Continue the GPU matrix chain multiplication excerpt below from the point where it stops.
— start of Page excerpt —
The main contribution of our paper is to suggest an efficient way of using only a single combined calculation table of size \( O\left( {n^{2} } \right) \), to be allocated in the device, mapping diagonals of both of \( m[][] \) and \( s[][] \) into it (Fig. 3). Our memory optimized approach maintains memory coalescing and shows better results choosing proper Block-size in GPU (Sect. 4.B) for the varying number of elements in the diagonals of the tables. Also, a simple trick is taken in our study to use Shared Memory to store only the required dimensions of matrices (Fig. 4) in Blocks of threads executing in parallel in GPU to reduce the access time for accessing dimensions of matrices to enrich the Speedup even more, compared with sequential implementation run in CPU for large datasets. This paper presents the most effective technique with respect to both memory requirements and performance.

The paper is organized as follows, Sect. 2 illustrates the idea of CUDA programming architecture in GPU device. Section 3 provides the Dynamic Programming Techniques to solve the Matrix Chain Multiplication Problem in GPU. Section 4 discusses about our Proposed Approach. Section 5 discusses about the results. Section 6 concludes the paper.

1.1 Previous Works

As per our knowledge, very few studies have been made on Matrix Chain Multiplication optimization problem until now for parallelizing the problem especially through GPU. In 2011 Kazufumi Nishida, Yasuaki Ito and Koji Nakano [2] proposed an efficient technique of memory mapping to ensure coalesced memory access for accelerating the dynamic programming for the Matrix Chain Multiplication in GPU. The diagonals of \( m[][] \) and \( s[][] \) were mapped into rows of 2D arrays in a manner that all elements of a diagonal are consecutive in nature. They have passed all the diagonals of \( m \) and \( s \) tables to GPU one by one for computation of all elements of each diagonal by Blocks of threads in parallel. But, for a problem size of \( n \) matrices, this approach takes memory space of size \( \left( {2 \cdot n^{2} } \right) \), where \( O\left( {n^{2} } \right) \) size of memory is wasted. In addition, much time is wasted in accessing the array of dimensions from Global Memory of GPU by the threads of each Block which can be further accelerated with the help of Shared Memory.
— end of Page excerpt —
— start of Records supplied —
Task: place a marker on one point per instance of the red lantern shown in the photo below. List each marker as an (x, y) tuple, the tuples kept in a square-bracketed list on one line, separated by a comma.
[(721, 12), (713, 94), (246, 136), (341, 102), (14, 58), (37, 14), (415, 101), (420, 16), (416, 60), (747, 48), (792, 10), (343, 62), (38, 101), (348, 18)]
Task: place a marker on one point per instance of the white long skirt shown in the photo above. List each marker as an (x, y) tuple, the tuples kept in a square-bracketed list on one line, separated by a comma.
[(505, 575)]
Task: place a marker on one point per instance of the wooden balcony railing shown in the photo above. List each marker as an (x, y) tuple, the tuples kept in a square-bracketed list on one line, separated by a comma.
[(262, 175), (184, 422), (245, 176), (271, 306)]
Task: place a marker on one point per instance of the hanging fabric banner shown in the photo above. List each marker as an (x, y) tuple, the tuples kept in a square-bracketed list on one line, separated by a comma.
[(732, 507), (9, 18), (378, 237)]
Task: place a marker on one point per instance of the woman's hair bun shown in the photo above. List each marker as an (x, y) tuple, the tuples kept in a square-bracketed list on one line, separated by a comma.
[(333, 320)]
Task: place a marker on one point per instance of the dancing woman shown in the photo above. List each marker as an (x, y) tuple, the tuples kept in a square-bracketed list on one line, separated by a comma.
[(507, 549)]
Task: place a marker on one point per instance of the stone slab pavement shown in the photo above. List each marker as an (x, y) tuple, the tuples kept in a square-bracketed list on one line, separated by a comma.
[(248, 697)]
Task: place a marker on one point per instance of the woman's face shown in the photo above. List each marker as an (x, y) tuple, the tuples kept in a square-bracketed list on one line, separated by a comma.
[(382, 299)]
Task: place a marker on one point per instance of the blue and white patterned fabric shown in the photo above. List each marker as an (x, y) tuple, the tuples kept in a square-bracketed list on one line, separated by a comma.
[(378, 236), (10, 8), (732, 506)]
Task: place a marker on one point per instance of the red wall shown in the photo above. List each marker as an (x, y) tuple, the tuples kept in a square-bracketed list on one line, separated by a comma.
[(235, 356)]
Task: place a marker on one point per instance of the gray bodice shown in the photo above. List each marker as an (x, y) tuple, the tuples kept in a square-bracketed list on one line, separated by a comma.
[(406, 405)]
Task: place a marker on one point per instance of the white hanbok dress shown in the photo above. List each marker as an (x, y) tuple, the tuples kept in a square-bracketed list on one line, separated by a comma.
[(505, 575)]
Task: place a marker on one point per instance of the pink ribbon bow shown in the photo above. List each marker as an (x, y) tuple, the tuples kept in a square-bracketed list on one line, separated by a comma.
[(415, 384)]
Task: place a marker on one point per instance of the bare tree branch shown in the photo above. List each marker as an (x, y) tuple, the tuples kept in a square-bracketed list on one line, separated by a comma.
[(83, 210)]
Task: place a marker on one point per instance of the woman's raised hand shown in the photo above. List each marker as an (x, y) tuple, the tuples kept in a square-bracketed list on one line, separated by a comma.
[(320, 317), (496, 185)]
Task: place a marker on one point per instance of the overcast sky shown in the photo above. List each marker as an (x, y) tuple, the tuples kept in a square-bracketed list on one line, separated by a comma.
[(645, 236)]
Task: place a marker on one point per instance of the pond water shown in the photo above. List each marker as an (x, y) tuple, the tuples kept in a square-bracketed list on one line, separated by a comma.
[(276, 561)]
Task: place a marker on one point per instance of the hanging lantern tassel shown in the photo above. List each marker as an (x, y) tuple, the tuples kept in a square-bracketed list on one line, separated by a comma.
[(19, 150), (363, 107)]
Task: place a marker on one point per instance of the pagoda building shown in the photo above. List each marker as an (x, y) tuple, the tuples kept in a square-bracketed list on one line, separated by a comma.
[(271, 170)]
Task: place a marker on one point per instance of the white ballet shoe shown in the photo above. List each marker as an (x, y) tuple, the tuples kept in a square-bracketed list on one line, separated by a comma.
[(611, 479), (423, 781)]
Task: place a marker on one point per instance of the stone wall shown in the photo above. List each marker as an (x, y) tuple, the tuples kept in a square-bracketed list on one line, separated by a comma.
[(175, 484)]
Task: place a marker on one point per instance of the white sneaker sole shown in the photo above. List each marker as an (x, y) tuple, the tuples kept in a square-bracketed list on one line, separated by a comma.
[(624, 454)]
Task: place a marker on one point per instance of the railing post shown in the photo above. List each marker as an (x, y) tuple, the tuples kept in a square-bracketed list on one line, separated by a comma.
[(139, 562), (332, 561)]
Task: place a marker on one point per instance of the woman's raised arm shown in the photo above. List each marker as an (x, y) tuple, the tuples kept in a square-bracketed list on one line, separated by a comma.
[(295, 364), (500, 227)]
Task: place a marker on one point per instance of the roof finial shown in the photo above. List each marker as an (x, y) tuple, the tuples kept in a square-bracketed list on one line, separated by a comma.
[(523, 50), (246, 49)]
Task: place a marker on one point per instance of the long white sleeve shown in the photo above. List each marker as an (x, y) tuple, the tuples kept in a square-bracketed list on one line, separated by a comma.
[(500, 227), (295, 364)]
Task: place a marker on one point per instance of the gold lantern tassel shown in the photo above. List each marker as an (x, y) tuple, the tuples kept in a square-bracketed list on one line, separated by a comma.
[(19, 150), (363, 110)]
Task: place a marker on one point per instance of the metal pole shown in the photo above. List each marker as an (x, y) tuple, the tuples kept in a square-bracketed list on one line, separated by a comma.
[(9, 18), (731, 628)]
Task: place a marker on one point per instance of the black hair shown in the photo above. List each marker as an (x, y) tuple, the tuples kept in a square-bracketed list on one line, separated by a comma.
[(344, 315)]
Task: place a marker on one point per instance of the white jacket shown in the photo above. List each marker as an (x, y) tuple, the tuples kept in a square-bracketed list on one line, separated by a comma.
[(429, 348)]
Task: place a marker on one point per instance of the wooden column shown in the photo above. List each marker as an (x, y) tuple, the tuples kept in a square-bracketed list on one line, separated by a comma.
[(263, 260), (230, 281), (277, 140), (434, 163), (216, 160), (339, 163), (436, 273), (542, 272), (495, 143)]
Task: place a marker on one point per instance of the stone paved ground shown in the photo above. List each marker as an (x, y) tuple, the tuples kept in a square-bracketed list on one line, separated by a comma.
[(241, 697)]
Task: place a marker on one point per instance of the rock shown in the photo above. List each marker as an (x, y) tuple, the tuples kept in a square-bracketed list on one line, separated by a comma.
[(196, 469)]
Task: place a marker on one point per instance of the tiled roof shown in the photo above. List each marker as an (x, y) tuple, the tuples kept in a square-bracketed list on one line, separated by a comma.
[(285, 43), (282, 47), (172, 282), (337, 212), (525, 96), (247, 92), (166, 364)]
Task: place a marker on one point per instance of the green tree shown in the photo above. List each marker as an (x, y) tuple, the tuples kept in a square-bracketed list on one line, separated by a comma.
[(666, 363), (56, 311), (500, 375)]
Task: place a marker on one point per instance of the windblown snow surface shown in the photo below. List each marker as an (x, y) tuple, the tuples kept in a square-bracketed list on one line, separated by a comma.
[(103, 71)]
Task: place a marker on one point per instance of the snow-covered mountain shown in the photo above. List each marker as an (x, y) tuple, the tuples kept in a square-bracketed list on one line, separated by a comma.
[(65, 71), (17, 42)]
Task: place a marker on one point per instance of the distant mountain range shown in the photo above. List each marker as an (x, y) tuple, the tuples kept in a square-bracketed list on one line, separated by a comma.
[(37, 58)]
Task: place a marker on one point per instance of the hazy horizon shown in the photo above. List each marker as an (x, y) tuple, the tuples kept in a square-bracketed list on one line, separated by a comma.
— end of Records supplied —
§ Exercise response:
Mohsin Altaf Wani and S.M.K Quadri [4] presented an accelerated dynamic programming on GPU in 2013. They have not used any mapping of \( m \) table, but simply used single Block of threads for the computation of a single diagonal of \( m \) where each thread independently calculates some elements of that diagonal in parallel. This approach suffers from non-coalesced memory access and does not use multiple Blocks of threads also.

2 GPU and CUDA

NVIDIA introduced CUDATM, a general purpose computing architecture in GPU in 2006. This massive parallel computing architecture can be applied to solve complex computational problems in highly efficient manner with respect to equivalent sequential solution implemented on CPU. Developers may use the high-level language, C in programming with CUDA [3].

2.1 GPU Architecture

GPU consists of several Streaming Multiprocessors (SM) with many cores and mainly two types of memory: Global Memory, Shared Memory (Fig. 1) [3]. Also, each SM has number of registers which are fastest and local to SM. Each SM has its own Shared Memory, which can be as fast as registers when bank conflict does not happen. Global Memory of higher memory capacity is potentially 150× slower than Shared Memory.

2.2 CUDA

In programming architecture of CUDA [3], parallelism is achieved with bunch of threads combined into a Block and multiple Blocks combined into a Grid. Each Block is always assigned to a single SM while the threads in a Block are scheduled to compute as a warp of 32 threads at a time. All threads of a Block can be synchronized within that Block and can access the Shared Memory of that assigned SM only. CUDA permits programmers to write C function, called Kernel for parallel computations in GPU using Blocks of threads.

2.3 Coalesced Memory Access

If access requests to Global Memory from multiple threads can be assembled into contiguous location accesses or same location access, this request can be performed at once which is known as coalesced memory access [3]. As a result of such memory coalescing, Global Memory works nearly as fast as register memory.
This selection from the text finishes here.